Exercise details -
Resume the write-up on the reception of "Dot and Bubble" below, carrying it on from its final sentence.

Document segment -
^^^^

Professional ratings
Aggregate scores
| Source | Rating |
| Rotten Tomatoes (Tomatometer) | 93% |
| Rotten Tomatoes (Average Rating) | 7.6/10 |
Review scores
| Source | Rating |
| Digital Spy | Star |
| Empire | Star |
| Evening Standard | Star |
| i | Star |
| IGN | 5/10 |
| Radio Times | Star |
| The Independent | Star |
| Total Film | Star |
| Vulture | Star |

=== Broadcast ===
"Dot and Bubble" was first released in the United Kingdom on BBC iPlayer on 1 June 2024 followed by a broadcast on BBC One later in the day. Disney+ released the episode simultaneously in the United States on 31 May. Disney also handled international distribution of the episode outside of the United Kingdom and Ireland.

=== Ratings ===
The UK broadcast of "Dot and Bubble" brought in overnight viewing figures of 2.12 million. The episode received a total of 3.62 million consolidated viewers across 7 days, and a total of 4.42 million consolidated viewers across 28 days.

=== Critical reception ===

Total Film writer Will Salmon compared the virtual aspect of the episode to media productions during COVID-19 as well as the dystopian aspect to that of "Gridlock" (2007). Cooke's performance in the episode was praised by Salmon for expressing the "vulnerability" and "complexity" of her character. Den of Geeks Stefan Mohamed wrote about comparisons between the episode and Black Mirror beyond just the plot and saying the two are also similar with their production design. Authoring a review for The Independent, Ed Power described the episode as a crossover between Black Mirror and a David Attenborough documentary.

^^^^

Supplied material -

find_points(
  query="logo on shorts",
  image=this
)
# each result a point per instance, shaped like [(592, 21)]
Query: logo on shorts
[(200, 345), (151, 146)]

^^^^

Expected answer -
Writing for Digital Spy, Rebecca Cook felt that the episode was worse than the previous two episodes, "73 Yards" and "Boom", criticising Davies' writing of Generation Z dialogue. Cook said she was interested in what the episode would have looked like prior to the Disney co-production. Cook later said that the episode helped her identify a trend of disappointing villains throughout the series. Morgan Jeffery, reviewing the episode for Radio Times, stated the episode "feels like a victim of its own ambition", believing that it had an "abundance of ideas" but "overextends itself" in the process. Jeffery however, also commended Cooke's acting as well as that of Gatwa, despite his limited screen time, and described the episode as "undeniably fascinating." IGN writer Robert Anderson spoke similarly of the episode and believed it would have been better if Gatwa and Gibson had had more screen time. Jordan King of Empire gave the episode three out of five, praising the performances but criticising some of its dialogue as dated and through heavy-handed delivery. Vicky Jessie gave the episode three out of five.

Mohamed also felt that the underlying racism shown by characters in "Dot and Bubble" was the most important part of the episode, but wished for such matters to be raised by a non-white writer in the future. Isobel Lewis with The New York Times furthered this point explaining that a character referred to the TARDIS as "Voodoo", which has been used as a racial slur. Stephen Kelly offered a negative review, criticising how the acknowledgment of Gatwa as the first black Doctor was raised through a "cheap twist".